'''

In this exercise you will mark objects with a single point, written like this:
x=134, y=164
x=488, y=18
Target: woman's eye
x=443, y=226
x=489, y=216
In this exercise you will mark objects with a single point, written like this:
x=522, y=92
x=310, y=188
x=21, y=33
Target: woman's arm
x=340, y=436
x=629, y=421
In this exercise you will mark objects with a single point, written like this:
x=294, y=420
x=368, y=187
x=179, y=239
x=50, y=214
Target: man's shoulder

'''
'''

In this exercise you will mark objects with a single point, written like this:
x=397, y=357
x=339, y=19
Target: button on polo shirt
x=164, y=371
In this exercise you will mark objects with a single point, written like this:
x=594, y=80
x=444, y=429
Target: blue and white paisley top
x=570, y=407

'''

AIM OF THE TASK:
The lines above from the one with "x=522, y=92" through the one with "Target: man's shoulder" are to be duplicated exactly, ends included, with nothing added.

ANSWER BELOW:
x=522, y=92
x=310, y=188
x=21, y=33
Target: woman's arm
x=340, y=436
x=629, y=421
In this exercise you will mark objects with a single point, written like this:
x=294, y=420
x=368, y=187
x=179, y=239
x=50, y=214
Target: man's shoulder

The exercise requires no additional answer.